+++ 本文抜粋 +++
薬はなぜ効くのか? 統合失調症

image10月20日 月曜日

統合失調症は、病気のはじまりの急性期には幻覚、妄想などの症状が目立ち(陽性症状)、ある程度時間が経った慢性期には、陰性症状といって、感情が鈍くなったり(感情鈍麻)、自分の殻に閉じこもったり(自閉)、意欲低下がみられる病気です。治療をしないと症状が次第に進行してしまうため早期治療が大切ですが、統合失調症には薬による治療がとても有効です。

統合失調症になぜ薬が効くのでしょうか?統合失調症では、脳内のドパミンと呼ばれる物質の働きが過剰になっていて、この過剰なドパミンの働きを抑えるように働く抗精神病薬が幻覚や妄想なと陽性症状の治療に有効です。

ドパミンは快楽にも関係する物質で、麻薬や 覚醒剤はドパミンを増やします。麻薬や覚醒剤を使い続けると、増えたドパミンが脳内で刺激となり、幻覚や妄想がみられるようになります。

ですから、統合失調症の幻覚や妄想といった症状は、脳内で過剰になったドパミンの働きと関係していて、抗精神病薬と呼ばれる薬はドパミンの働きをブロックすることで症状を改善しています。

慢性期にみられる意欲低下などの陰性症状は、セロトニンの働きの関与がわかっていて、セロトニンの働きを改善する薬が有効です。

このように薬による治療は、統合失調症でみられる脳内のドパミン、セロトニンなどの異常を改善することで症状を改善しているのです。
+++ データ +++
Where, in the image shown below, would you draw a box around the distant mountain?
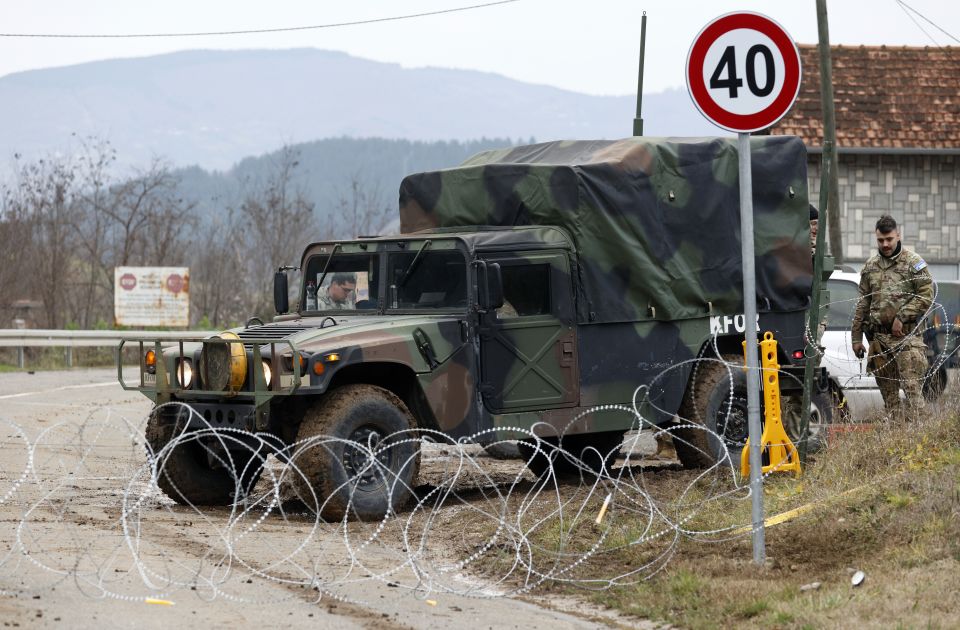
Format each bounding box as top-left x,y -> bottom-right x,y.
+++
> **課題**:
統合失調症の薬が効く仕組みについての文章を、最後の文に続けて書き進めてください。

> **解答**:
抗精神病薬は1950年台に発見されましたが、それ以前は統合失調症にはこれといった治療法がありませんでした。

抗精神病薬が治療に利用されるようになり、患者さんは、症状が落ち着いて、病院から退院したり、働けるようになりました。最近では、薬の発達のおかげで、精神科の病院に長期に入院する方が少なくなりました。

統合失調症では、長期に薬を飲むことになりますが、海外では薬を飲んでいた患者さんの方が長生きしていたという研究結果があります。

1990年代以降に使用されるようになった抗精神病薬は、陽性症状にも陰性症状にも有効です。このような抗精神病薬は、患者さんの生活の質(QOL)を改善するというデータも多くあります。わかりやすくいうと、患者さんが働けるようになったり、一人暮らしできるまでに症状が改善したということです。

このように薬は統合失調症の患者さんの社会復帰を助けてくれるパートナーなのです。